═══ PASSAGE TO READ

Pasture and Forage Minute: Pasture Rental Rates, Cool-season Grass Fertilizer
2022 Pasture Rental Rates
What does it cost to rent pasture this year? Preliminary results from the Nebraska Farm Real Estate Market Survey were just released.
According to this year’s survey, the average monthly rent being paid to graze a cow-calf pair this grazing season has increased about 6% compared to last year. This is an overall state average with the range increase being 3% to 10% depending on the reporting district within the state. This increase does follow the overall trend of increasing land values as well as cropland rental rates across the state.
The North reporting district — which is primarily the Sandhills — has the highest average cow-calf pair monthly rate at just over $67 per month. The Northeast and Central districts are not far behind at $66 and $61.50 per month. The West district, the Panhandle, had the lowest rates at just over $43 per month. Everywhere else in Nebraska, it’s around the $51 to $58 per month rate.
Pasture rent can vary for many reasons. Involvement of the landlord in fence, water and management responsibilities have a big impact. Similarly, quality of the grassland, location of the pasture and cow size can potentially affect rates. Tradition, individual relationships and local demand all also may influence individual pasture rental rates.

══════
═══ DATA RECORDS

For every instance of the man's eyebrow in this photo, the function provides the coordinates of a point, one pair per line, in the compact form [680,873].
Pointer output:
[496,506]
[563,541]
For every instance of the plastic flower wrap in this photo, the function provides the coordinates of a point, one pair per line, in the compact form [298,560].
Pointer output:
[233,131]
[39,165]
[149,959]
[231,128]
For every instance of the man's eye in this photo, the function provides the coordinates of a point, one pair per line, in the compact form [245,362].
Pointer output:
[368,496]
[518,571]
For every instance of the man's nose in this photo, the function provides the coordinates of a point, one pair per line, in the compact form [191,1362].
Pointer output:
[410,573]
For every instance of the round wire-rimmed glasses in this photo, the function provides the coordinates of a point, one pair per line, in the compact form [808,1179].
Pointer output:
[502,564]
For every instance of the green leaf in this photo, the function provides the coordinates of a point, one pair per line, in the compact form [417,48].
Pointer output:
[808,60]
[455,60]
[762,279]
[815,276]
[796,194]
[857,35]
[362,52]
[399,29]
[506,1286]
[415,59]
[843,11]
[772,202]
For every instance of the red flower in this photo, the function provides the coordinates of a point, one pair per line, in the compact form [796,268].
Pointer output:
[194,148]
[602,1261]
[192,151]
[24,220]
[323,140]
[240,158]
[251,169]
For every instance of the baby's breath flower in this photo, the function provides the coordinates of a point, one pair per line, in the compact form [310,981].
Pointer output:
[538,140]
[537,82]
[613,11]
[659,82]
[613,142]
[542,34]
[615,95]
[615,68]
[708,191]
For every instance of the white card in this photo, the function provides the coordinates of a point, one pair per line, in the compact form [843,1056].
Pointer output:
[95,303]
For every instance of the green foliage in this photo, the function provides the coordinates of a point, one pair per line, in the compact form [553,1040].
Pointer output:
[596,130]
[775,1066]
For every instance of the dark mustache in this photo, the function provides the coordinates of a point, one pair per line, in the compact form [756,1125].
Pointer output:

══════

Copy everything in the pasture rental text from "Pasture rent can" down to "pasture rental rates.", replacing "landlord" with "property owner". Work only from the text about pasture rental rates, not from the rows.

Pasture rent can vary for many reasons. Involvement of the property owner in fence, water and management responsibilities have a big impact. Similarly, quality of the grassland, location of the pasture and cow size can potentially affect rates. Tradition, individual relationships and local demand all also may influence individual pasture rental rates.